GIVEN PASSAGE =
Bioinformatics Analysis to Identify Intersection Genes, Associated Pathways and Therapeutic Drugs between COVID-19 and Oral Candidiasis

Author(s): Liuqing Yang, Nan Yang, Handan Huang, Jinling Yu, Xin Sui, Lu Tao, Ying Gao and Zhihui Liu*

Volume 26, Issue 8, 2023

Published on: 03 November, 2022

Page: [1533 - 1546] Pages: 14

DOI: 10.2174/1386207325666221007111239

Price: $65

Abstract

Background: Coronavirus disease 2019 (COVID-19), caused by severe acute respiratory syndrome coronavirus 2 (SARS-CoV-2), has a serious threat to human health. Oral candidiasis (OC) may be one of the causes of morbidity in severe COVID-19 patients. However, there is currently no treatment for oral candidiasis and COVID-19 (OC/COVID-19). The purpose of this study was to use text mining and data analysis to investigate the target genes for treatment and explore potential therapeutic drugs for OC/COVID-19.

RAW DATA =

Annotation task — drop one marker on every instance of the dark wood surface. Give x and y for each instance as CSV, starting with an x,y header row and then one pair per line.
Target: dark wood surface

ACTIVITY LIST =
1 - Can you print the COVID-19 and oral candidiasis article listing from "DOI: 10.2174/1386207325666221007111239" to "drugs for OC/COVID-19.", word for word?
2 - Who are all the authors named in the COVID-19 and oral candidiasis article listing?
3 - Could you pick up the abstract in the COVID-19 and oral candidiasis article listing after its last sentence and continue it?

ANSWERS PER TASK =
1 -
DOI: 10.2174/1386207325666221007111239

Price: $65

Abstract

Background: Coronavirus disease 2019 (COVID-19), caused by severe acute respiratory syndrome coronavirus 2 (SARS-CoV-2), has a serious threat to human health. Oral candidiasis (OC) may be one of the causes of morbidity in severe COVID-19 patients. However, there is currently no treatment for oral candidiasis and COVID-19 (OC/COVID-19). The purpose of this study was to use text mining and data analysis to investigate the target genes for treatment and explore potential therapeutic drugs for OC/COVID-19.

2 - Liuqing Yang, Nan Yang, Handan Huang, Jinling Yu, Xin Sui, Lu Tao, Ying Gao, Zhihui Liu

3 -
Methods: We used the text mining tool pubmed2ensembl to detect genes associated with OC, and the dataset GSE164805 was used for the data analysis. Then, Gene Ontology (GO) and Kyoto Encyclopedia of Genes and Genomes (KEGG) analyses were performed on two intersection genes using the Database of Annotation, Visualization and Integrated Discovery (DAVID) platform. The protein-protein interaction (PPI) networks were constructed by STRING software, and gene module analysis was performed using Molecular Complex Detection (MCODE), a plug-in in Cytoscape. The most significant genes were selected as hub genes and their functions and pathways were analyzed using Metascape. We revealed the upstream pathway activity of the hub genes. The drug-gene interaction database (DGIdb) and the traditional Chinese medicines integrated database (TCMID) were used to discover potential drugs for the treatment of OC/COVID-19.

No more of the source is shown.